(Stored dataset items)
____________________
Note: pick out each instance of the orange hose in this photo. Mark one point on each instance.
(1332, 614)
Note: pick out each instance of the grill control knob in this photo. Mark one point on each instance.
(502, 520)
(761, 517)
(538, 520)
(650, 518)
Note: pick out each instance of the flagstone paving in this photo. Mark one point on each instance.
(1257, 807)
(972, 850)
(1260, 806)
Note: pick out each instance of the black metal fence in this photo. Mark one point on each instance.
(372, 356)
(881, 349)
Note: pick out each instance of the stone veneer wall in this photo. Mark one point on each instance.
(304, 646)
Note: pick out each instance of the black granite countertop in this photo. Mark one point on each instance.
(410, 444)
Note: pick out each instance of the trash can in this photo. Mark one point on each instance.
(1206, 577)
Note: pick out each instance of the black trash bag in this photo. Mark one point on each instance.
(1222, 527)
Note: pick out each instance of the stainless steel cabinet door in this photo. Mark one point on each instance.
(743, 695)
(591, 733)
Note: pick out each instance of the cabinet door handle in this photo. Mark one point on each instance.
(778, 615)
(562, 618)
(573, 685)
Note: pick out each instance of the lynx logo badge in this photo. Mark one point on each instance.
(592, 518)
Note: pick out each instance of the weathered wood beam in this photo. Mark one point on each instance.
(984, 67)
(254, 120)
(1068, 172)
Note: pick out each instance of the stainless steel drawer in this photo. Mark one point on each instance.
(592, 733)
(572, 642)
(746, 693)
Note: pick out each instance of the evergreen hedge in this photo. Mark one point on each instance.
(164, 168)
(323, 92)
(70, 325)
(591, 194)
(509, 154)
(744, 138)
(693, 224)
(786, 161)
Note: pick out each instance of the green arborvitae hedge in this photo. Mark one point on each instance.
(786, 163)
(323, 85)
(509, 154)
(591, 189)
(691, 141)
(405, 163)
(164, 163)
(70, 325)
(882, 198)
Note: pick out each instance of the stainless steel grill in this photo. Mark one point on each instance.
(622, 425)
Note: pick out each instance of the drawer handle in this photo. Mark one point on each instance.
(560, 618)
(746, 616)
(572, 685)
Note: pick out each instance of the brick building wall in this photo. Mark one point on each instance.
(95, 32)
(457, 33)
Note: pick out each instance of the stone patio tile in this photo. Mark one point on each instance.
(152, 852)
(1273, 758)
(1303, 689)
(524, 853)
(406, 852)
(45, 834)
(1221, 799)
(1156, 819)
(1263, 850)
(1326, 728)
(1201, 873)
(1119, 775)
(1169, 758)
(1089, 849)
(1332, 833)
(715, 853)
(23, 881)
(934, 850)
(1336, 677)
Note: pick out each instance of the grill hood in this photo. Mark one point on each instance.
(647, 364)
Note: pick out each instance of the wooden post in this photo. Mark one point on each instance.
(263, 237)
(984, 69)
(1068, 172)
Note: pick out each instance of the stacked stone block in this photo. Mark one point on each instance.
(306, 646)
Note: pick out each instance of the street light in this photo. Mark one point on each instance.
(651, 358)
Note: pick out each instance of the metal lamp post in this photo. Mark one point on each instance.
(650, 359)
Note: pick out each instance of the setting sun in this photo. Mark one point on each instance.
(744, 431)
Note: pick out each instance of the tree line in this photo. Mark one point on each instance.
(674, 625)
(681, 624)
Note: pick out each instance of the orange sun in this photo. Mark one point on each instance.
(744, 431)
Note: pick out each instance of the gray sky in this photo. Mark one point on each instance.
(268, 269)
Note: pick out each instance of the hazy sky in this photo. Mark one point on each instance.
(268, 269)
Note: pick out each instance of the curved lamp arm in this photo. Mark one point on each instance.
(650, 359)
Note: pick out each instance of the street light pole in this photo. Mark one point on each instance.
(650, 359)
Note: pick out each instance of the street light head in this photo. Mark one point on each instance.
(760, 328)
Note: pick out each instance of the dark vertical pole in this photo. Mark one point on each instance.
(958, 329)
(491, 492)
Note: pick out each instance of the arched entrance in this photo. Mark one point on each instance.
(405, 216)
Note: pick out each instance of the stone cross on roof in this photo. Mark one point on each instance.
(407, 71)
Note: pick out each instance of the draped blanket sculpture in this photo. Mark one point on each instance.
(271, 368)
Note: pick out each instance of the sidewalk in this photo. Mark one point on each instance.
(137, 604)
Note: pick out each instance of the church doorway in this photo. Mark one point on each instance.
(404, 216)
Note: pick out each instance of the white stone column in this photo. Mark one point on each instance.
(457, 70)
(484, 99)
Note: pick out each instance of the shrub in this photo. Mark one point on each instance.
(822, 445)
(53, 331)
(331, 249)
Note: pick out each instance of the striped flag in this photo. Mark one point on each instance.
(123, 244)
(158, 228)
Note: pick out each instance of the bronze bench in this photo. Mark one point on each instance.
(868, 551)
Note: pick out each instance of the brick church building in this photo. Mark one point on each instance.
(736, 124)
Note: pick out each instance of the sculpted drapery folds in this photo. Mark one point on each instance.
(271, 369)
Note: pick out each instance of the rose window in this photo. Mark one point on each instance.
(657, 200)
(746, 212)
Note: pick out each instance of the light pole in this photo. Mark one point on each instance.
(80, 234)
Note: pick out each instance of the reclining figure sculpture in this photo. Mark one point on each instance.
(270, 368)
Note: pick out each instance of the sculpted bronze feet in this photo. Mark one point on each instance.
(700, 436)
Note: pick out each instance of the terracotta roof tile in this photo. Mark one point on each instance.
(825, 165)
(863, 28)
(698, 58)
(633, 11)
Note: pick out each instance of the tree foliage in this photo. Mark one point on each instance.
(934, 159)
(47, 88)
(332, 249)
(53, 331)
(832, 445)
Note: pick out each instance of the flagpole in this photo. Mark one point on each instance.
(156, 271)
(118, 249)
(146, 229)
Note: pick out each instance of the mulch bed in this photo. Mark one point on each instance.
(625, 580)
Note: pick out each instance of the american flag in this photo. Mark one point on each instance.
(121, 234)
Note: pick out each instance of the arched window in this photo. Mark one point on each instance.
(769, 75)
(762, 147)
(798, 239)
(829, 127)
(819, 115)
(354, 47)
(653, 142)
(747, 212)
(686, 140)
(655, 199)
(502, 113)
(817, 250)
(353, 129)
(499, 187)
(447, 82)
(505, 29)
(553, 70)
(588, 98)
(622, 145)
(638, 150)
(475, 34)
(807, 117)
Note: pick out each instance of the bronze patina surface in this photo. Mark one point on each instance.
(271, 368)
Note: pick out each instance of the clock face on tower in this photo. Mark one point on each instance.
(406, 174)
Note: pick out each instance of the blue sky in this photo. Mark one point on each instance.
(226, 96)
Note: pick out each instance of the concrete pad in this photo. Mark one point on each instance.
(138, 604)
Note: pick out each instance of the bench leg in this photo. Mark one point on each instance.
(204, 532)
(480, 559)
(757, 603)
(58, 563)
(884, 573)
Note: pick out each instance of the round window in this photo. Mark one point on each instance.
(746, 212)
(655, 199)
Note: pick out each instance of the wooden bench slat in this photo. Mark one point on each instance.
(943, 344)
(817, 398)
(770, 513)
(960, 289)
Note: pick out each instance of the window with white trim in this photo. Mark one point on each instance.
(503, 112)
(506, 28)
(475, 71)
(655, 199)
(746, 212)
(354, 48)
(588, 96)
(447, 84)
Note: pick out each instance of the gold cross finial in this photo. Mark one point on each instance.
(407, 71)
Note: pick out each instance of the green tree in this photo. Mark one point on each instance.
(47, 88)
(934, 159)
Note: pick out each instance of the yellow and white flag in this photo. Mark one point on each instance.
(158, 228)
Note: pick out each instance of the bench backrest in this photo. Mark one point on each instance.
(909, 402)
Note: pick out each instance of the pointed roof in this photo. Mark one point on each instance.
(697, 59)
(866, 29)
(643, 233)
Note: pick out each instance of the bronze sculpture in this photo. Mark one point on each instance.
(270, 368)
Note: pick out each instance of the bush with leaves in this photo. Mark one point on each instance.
____________________
All of the records must be repeated exactly.

Note: pick out each instance of the orange hose in this photo. Mark one point on each instance.
(1332, 614)
Note: pick out each instance of the grill control knob in this photo. Mark one point on each instance.
(502, 520)
(761, 517)
(538, 520)
(650, 518)
Note: pick out each instance of the flagstone paving in this photo. Mark one point on each instance.
(1257, 807)
(972, 850)
(1260, 806)
Note: pick out each instance of the black metal fence in this photo. Mark one point on each instance.
(372, 356)
(881, 349)
Note: pick out each instance of the stone veneer wall in this photo. Mark one point on each instance.
(304, 646)
Note: pick out each instance of the black granite countertop in this photo. Mark one point on each instance.
(410, 444)
Note: pick out each instance of the trash can in this photo. Mark one point on each instance.
(1206, 577)
Note: pick out each instance of the black trash bag in this photo. Mark one point on each instance.
(1222, 527)
Note: pick out each instance of the stainless steel cabinet door in this photo. Mark one point on each instance.
(743, 695)
(591, 733)
Note: pick out each instance of the cabinet door handle in this photo. Mark one point on each instance.
(778, 615)
(562, 618)
(573, 685)
Note: pick out each instance of the lynx logo badge in this photo. Mark one point on each instance.
(592, 518)
Note: pick out each instance of the weathered wood beam in this photo. Mark one point on each instance.
(984, 67)
(254, 120)
(1068, 172)
Note: pick out each instance of the stainless steel drawer in this photo. Mark one point on each instance.
(592, 733)
(572, 642)
(746, 693)
Note: pick out each instance of the evergreen hedge in this photo. Mark one point on each instance.
(164, 168)
(323, 92)
(70, 325)
(591, 194)
(509, 154)
(744, 138)
(693, 224)
(786, 161)
Note: pick out each instance of the green arborvitae hedge in this photo. Mark one point on each instance.
(786, 163)
(323, 85)
(509, 154)
(591, 189)
(691, 141)
(405, 163)
(164, 163)
(70, 325)
(882, 198)
Note: pick out each instance of the stainless steel grill in this photo. Mark one point on each instance.
(622, 425)
Note: pick out each instance of the drawer handle in this photo. Mark one point on each instance.
(560, 618)
(746, 616)
(572, 685)
Note: pick out each instance of the brick building wall in this photo. Mark one point on each instance.
(95, 32)
(457, 33)
Note: pick out each instance of the stone patio tile in this photo. Mark one point on each instance.
(152, 852)
(1273, 758)
(1303, 689)
(524, 853)
(406, 852)
(45, 834)
(1221, 799)
(1156, 819)
(1263, 850)
(1326, 728)
(1201, 873)
(1119, 775)
(1169, 758)
(1089, 849)
(1332, 833)
(715, 853)
(23, 881)
(934, 850)
(1336, 677)
Note: pick out each instance of the grill hood in this photo. Mark one point on each instance.
(647, 364)
Note: pick out each instance of the wooden post in this photo. Mark one point on each instance.
(263, 237)
(984, 69)
(1068, 172)
Note: pick out each instance of the stacked stone block in this photo. Mark one point on each instance.
(306, 646)
Note: pick out each instance of the street light in this photo. Mark one point on each instance.
(651, 358)
Note: pick out each instance of the metal lamp post in this photo. Mark one point on each instance.
(650, 359)
Note: pick out each instance of the setting sun in this photo. Mark one point on each instance.
(744, 431)
Note: pick out each instance of the tree line in this photo. Mark one point on each instance.
(674, 625)
(681, 624)
Note: pick out each instance of the orange sun in this photo. Mark one point on each instance.
(744, 431)
Note: pick out each instance of the gray sky in this photo. Mark one point on each instance.
(268, 269)
Note: pick out each instance of the hazy sky in this photo. Mark one point on each instance.
(268, 269)
Note: pick out each instance of the curved lamp arm in this photo. Mark one point on each instance.
(650, 359)
Note: pick out each instance of the street light pole in this photo. Mark one point on each instance.
(650, 359)
Note: pick out each instance of the street light head in this photo. Mark one point on each instance.
(760, 328)
Note: pick out each instance of the dark vertical pole in this photo. Mark one point on each instance.
(958, 329)
(491, 492)
Note: pick out each instance of the arched entrance in this photo. Mark one point on each instance.
(405, 216)
Note: pick out each instance of the stone cross on roof in this photo. Mark one point on each instance.
(407, 71)
Note: pick out each instance of the draped blanket sculpture in this photo. Mark one point on each instance.
(271, 368)
Note: pick out each instance of the sidewalk in this photo. Mark one point on each instance.
(137, 604)
Note: pick out each instance of the church doorway in this photo. Mark one point on each instance.
(404, 216)
Note: pick out each instance of the white stone column in this photo. Mark one point on each instance.
(457, 70)
(484, 99)
Note: pick out each instance of the shrub in this photo. Mark one point on each instance.
(822, 445)
(53, 331)
(331, 249)
Note: pick out each instance of the striped flag in this photo. Mark one point on each instance.
(123, 244)
(158, 228)
Note: pick out each instance of the bronze bench in this photo. Mark one point on each instance.
(868, 551)
Note: pick out each instance of the brick church building in this photo. Mark one point on each instance.
(736, 124)
Note: pick out each instance of the sculpted drapery folds in this photo. Mark one point on each instance.
(271, 369)
Note: pick out each instance of the rose window in this photo. Mark one point on each instance.
(657, 200)
(746, 212)
Note: pick out each instance of the light pole in this photo. Mark one point on each instance.
(80, 234)
Note: pick out each instance of the reclining figure sculpture in this photo. Mark one point on each instance.
(270, 368)
Note: pick out each instance of the sculpted bronze feet in this photo. Mark one point on each instance.
(700, 436)
Note: pick out each instance of the terracotta roof tile in this photo. Mark one point on each instance.
(825, 165)
(863, 28)
(698, 58)
(633, 11)
Note: pick out each instance of the tree foliage in this photo. Mark one point on each instance.
(934, 159)
(47, 88)
(332, 249)
(53, 331)
(832, 445)
Note: pick out each instance of the flagpole in this photo. Mark one point on each instance.
(156, 271)
(118, 249)
(146, 229)
Note: pick out each instance of the mulch bed in this photo. Mark one point on each instance.
(625, 580)
Note: pick out each instance of the american flag in this photo. Mark one point on each instance.
(121, 234)
Note: pick out each instance of the arched window in this photo. Mark one point on each instance.
(769, 75)
(762, 147)
(798, 239)
(829, 127)
(819, 115)
(354, 47)
(653, 142)
(747, 212)
(686, 140)
(655, 199)
(502, 113)
(817, 250)
(353, 129)
(499, 187)
(447, 82)
(505, 29)
(553, 70)
(588, 98)
(622, 145)
(638, 150)
(475, 34)
(807, 117)
Note: pick out each instance of the bronze patina surface in this photo. Mark one point on each instance.
(271, 368)
Note: pick out each instance of the clock face on tower in this photo. Mark one point on each instance.
(406, 174)
Note: pick out each instance of the blue sky in this photo. Mark one point on each instance.
(226, 96)
Note: pick out each instance of the concrete pad in this photo. Mark one point on each instance.
(138, 604)
Note: pick out each instance of the bench leg in this photo. Mark one point on each instance.
(204, 532)
(480, 559)
(757, 603)
(58, 563)
(884, 573)
Note: pick out each instance of the round window in this photo. Mark one point on each instance.
(746, 212)
(655, 199)
Note: pick out each instance of the wooden bench slat in this photo. Mark one point on each instance.
(943, 344)
(817, 398)
(770, 513)
(960, 289)
Note: pick out each instance of the window with white trim in this photo. Mark one point on each instance.
(503, 112)
(506, 28)
(475, 71)
(655, 199)
(746, 212)
(354, 48)
(588, 96)
(447, 84)
Note: pick out each instance of the gold cross finial in this photo. Mark one point on each instance.
(407, 71)
Note: pick out each instance of the green tree in this photo. Mark one point on each instance.
(47, 88)
(934, 159)
Note: pick out each instance of the yellow and white flag in this photo. Mark one point on each instance.
(158, 228)
Note: pick out each instance of the bench backrest in this photo. Mark one point on each instance.
(909, 402)
Note: pick out each instance of the pointed roof in this photo. Mark one point on each instance.
(697, 59)
(866, 29)
(643, 233)
Note: pick out each instance of the bronze sculpture in this photo. Mark one point on each instance.
(270, 368)
Note: pick out each instance of the bush with leaves in this photo. Mark one point on each instance.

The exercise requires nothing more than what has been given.